** Start of Information provided **

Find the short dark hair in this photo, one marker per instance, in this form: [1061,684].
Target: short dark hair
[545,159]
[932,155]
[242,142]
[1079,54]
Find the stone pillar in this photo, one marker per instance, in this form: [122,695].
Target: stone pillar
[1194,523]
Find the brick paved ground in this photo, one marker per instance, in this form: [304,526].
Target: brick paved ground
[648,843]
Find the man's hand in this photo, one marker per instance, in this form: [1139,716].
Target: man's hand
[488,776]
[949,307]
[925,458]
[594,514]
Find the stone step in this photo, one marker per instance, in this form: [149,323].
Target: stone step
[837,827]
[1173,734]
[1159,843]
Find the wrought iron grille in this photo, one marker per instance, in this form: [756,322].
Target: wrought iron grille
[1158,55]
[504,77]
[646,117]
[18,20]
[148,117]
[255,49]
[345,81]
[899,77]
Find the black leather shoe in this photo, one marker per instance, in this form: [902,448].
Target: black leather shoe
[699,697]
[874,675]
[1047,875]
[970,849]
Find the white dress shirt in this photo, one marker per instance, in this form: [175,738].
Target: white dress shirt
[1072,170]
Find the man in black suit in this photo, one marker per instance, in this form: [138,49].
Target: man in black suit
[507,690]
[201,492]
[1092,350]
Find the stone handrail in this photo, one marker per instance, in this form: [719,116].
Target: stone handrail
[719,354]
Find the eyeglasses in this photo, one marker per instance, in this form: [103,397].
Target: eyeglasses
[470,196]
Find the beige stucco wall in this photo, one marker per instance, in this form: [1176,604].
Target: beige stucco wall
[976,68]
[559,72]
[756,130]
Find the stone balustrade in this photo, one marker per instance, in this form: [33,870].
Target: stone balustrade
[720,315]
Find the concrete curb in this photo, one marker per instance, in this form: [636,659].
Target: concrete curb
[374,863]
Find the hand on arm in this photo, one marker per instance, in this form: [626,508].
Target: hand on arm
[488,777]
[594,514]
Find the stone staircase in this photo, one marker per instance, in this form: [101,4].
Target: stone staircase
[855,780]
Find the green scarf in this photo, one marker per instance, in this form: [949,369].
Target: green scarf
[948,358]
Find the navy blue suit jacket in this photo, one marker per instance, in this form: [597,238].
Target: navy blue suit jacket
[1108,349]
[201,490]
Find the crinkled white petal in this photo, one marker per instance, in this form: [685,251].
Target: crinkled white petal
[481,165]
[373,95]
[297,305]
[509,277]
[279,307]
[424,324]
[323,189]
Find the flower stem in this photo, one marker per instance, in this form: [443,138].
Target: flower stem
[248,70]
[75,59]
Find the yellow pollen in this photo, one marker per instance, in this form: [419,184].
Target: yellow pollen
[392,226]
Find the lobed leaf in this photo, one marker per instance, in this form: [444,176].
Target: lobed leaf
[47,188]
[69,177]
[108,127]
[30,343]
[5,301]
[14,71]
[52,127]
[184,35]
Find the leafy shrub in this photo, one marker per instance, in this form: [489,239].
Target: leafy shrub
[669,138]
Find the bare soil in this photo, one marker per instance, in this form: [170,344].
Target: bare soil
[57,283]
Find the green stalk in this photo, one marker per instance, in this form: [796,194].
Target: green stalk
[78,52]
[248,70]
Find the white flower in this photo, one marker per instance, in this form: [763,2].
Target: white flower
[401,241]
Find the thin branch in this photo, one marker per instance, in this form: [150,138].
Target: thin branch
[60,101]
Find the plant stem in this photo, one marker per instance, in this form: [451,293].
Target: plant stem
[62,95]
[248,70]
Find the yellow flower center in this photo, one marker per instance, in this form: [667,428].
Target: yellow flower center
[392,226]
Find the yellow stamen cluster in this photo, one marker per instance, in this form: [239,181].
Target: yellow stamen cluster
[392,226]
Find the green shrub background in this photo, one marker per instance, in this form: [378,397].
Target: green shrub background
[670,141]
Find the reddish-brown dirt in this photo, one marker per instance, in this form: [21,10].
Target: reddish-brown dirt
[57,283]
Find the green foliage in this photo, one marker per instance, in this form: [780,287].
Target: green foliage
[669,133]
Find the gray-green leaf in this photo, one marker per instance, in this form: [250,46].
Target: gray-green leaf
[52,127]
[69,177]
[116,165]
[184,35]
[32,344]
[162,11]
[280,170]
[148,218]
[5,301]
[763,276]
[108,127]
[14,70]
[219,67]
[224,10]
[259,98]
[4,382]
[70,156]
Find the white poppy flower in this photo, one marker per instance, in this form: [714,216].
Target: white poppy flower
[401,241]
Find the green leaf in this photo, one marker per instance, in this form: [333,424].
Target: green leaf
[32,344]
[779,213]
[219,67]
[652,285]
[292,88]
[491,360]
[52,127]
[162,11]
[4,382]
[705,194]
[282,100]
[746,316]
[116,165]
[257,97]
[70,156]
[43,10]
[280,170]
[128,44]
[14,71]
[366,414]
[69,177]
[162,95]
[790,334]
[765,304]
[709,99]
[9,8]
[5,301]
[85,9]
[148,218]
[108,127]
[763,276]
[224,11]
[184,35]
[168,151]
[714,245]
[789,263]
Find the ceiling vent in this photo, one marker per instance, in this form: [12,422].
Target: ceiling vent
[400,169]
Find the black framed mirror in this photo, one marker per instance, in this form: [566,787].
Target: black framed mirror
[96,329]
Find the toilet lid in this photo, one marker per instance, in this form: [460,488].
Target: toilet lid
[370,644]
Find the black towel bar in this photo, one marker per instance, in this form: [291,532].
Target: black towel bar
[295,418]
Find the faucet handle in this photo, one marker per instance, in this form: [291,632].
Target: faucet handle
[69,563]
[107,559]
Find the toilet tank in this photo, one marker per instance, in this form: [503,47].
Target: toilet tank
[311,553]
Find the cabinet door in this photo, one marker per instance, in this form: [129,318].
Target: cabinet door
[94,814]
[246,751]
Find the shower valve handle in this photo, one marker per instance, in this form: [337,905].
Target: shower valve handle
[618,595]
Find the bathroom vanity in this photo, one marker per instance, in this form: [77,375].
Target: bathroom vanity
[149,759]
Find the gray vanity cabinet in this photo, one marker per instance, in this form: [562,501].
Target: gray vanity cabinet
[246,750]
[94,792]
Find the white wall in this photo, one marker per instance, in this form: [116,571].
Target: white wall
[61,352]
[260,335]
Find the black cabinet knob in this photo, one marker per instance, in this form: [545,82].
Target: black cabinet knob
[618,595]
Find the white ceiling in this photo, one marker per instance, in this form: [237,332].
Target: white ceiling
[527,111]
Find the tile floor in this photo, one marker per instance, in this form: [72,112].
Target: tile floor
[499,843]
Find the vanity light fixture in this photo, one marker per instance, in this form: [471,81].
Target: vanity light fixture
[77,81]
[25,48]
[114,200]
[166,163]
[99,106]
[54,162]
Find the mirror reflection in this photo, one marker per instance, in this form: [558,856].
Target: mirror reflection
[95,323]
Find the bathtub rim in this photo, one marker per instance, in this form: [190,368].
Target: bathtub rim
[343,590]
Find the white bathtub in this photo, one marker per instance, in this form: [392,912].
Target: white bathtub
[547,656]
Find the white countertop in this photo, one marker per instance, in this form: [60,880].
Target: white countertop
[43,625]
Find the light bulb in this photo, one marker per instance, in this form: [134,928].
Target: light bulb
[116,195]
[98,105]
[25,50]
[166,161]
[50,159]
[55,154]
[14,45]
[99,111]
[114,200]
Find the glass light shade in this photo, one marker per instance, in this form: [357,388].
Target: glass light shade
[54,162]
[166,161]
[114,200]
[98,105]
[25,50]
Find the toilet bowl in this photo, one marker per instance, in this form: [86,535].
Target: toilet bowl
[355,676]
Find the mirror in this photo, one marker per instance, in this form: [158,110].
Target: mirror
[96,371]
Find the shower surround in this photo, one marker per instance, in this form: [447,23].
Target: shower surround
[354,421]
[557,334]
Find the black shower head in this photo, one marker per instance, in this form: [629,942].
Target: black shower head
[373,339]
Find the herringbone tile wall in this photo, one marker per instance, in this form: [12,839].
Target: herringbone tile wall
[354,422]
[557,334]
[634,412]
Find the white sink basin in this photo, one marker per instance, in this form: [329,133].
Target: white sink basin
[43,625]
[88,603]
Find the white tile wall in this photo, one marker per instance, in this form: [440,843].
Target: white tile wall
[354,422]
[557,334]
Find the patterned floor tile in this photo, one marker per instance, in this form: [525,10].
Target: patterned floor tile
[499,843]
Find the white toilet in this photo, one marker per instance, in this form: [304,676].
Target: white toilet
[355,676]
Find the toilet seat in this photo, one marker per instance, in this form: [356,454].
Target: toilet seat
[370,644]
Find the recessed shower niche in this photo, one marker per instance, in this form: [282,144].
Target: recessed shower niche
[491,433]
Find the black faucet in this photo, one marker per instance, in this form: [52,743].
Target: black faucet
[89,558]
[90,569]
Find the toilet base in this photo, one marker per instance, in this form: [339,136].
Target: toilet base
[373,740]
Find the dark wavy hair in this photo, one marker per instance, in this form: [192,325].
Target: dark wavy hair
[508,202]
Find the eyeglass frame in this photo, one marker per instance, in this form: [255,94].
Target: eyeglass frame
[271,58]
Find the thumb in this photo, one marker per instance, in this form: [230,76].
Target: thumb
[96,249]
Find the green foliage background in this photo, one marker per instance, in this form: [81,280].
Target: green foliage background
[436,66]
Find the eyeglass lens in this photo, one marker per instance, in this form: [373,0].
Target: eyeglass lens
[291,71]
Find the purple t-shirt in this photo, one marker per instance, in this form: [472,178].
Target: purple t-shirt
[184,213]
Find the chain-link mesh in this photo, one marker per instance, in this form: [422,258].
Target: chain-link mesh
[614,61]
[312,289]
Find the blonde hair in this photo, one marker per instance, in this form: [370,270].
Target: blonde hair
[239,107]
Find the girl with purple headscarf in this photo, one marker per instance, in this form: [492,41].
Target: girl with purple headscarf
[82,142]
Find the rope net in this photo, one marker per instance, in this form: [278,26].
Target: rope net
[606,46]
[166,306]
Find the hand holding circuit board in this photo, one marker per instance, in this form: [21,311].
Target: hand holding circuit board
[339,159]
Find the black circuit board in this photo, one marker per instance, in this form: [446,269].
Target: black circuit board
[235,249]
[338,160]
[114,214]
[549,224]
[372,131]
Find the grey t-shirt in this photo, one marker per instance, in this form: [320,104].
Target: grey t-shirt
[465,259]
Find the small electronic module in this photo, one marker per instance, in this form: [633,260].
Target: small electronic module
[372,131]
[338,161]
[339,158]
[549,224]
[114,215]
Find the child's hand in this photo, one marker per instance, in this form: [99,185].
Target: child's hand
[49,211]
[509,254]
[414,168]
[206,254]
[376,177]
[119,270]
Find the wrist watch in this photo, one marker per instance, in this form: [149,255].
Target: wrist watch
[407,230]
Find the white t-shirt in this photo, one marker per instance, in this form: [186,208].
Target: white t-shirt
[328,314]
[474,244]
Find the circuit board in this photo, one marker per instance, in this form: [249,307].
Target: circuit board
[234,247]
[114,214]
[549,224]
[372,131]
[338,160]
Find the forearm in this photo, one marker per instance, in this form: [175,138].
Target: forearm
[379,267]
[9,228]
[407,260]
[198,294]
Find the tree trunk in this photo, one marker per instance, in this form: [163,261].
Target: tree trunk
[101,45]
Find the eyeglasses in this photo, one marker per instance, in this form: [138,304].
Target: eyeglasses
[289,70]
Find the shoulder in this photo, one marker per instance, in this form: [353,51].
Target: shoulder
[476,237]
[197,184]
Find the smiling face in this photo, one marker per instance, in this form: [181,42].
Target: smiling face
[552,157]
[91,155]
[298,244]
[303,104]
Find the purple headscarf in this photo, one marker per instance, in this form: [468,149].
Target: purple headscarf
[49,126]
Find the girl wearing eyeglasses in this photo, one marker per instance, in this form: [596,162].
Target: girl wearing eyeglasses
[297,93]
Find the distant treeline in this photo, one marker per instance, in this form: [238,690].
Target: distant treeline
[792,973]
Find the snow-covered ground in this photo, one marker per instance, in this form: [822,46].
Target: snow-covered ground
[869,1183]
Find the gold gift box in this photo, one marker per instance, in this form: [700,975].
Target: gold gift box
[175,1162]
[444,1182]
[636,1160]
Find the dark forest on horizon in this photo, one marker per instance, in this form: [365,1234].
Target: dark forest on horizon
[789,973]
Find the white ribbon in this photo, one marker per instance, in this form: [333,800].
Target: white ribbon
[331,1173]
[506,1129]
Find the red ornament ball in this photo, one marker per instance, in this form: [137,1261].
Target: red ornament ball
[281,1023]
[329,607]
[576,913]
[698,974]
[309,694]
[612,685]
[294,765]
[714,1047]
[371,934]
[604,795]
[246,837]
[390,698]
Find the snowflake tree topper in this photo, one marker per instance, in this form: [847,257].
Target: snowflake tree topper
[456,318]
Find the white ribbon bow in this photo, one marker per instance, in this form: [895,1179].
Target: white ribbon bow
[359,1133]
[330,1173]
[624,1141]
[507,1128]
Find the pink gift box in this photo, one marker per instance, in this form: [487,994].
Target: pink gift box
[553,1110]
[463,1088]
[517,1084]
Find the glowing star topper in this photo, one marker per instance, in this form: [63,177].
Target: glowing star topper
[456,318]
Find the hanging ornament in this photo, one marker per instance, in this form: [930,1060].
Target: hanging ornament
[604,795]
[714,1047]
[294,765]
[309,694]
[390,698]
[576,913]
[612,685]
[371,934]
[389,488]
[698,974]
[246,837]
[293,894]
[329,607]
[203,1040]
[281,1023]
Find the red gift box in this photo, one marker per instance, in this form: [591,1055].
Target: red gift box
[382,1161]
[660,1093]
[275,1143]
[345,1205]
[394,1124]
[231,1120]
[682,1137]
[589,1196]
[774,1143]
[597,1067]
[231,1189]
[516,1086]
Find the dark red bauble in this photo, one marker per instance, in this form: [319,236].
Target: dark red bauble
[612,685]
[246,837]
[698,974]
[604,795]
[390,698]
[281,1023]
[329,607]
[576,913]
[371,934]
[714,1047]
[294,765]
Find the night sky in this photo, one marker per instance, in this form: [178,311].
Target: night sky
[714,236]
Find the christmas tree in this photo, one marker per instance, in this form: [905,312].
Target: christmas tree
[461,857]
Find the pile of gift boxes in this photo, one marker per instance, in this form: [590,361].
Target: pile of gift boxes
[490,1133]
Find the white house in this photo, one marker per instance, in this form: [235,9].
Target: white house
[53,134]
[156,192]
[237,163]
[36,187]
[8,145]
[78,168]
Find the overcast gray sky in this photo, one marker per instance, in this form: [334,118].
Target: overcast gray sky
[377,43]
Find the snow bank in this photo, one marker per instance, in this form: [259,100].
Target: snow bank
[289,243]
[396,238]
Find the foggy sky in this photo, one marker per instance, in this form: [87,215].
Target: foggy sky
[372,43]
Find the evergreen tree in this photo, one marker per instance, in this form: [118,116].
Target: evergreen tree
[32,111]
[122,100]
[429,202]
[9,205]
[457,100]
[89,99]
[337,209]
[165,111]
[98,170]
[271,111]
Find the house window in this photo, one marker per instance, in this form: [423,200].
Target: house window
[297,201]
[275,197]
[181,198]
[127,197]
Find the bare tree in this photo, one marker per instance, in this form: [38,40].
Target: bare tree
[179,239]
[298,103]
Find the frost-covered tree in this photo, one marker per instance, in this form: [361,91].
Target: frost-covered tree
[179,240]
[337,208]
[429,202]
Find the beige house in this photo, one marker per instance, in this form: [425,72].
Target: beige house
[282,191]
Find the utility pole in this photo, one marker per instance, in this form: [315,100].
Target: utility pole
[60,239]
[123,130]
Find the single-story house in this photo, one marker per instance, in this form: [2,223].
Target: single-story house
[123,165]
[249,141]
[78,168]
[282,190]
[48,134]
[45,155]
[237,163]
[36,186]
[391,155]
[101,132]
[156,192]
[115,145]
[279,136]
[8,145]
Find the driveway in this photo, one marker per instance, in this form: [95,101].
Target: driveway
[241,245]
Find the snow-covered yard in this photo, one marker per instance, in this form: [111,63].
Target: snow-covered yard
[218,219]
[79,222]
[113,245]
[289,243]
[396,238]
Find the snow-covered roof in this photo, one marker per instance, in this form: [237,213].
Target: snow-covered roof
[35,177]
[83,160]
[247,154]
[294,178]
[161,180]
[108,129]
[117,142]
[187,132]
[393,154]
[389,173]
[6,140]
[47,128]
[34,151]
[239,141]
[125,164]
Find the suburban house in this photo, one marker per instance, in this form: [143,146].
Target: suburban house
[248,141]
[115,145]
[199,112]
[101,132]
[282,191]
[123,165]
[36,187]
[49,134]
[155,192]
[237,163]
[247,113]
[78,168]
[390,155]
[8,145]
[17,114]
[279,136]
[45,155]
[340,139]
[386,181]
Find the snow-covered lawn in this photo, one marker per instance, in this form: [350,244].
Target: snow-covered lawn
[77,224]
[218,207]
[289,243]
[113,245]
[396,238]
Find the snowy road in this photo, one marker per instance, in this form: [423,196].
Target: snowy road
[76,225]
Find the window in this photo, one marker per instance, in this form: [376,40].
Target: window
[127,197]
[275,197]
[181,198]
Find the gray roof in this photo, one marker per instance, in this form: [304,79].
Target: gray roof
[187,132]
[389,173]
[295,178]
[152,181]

** End of Information provided **

Extract, exactly as they appear, the lines from the one containing "Find the snow-covered lawn" through the final line.

Reply to the exercise
Find the snow-covered lawn in this photo, one marker per instance, in this form: [350,244].
Target: snow-covered lawn
[77,224]
[218,207]
[289,243]
[113,245]
[396,238]
Find the snowy road in this photo, one marker per instance, in this form: [423,196].
Target: snowy road
[76,225]
Find the window in this photo, one marker per instance, in this form: [376,40].
Target: window
[127,197]
[275,197]
[181,198]
Find the gray roof in this photo, one marker per instance, in this form: [304,79].
Target: gray roof
[187,132]
[389,173]
[295,178]
[152,181]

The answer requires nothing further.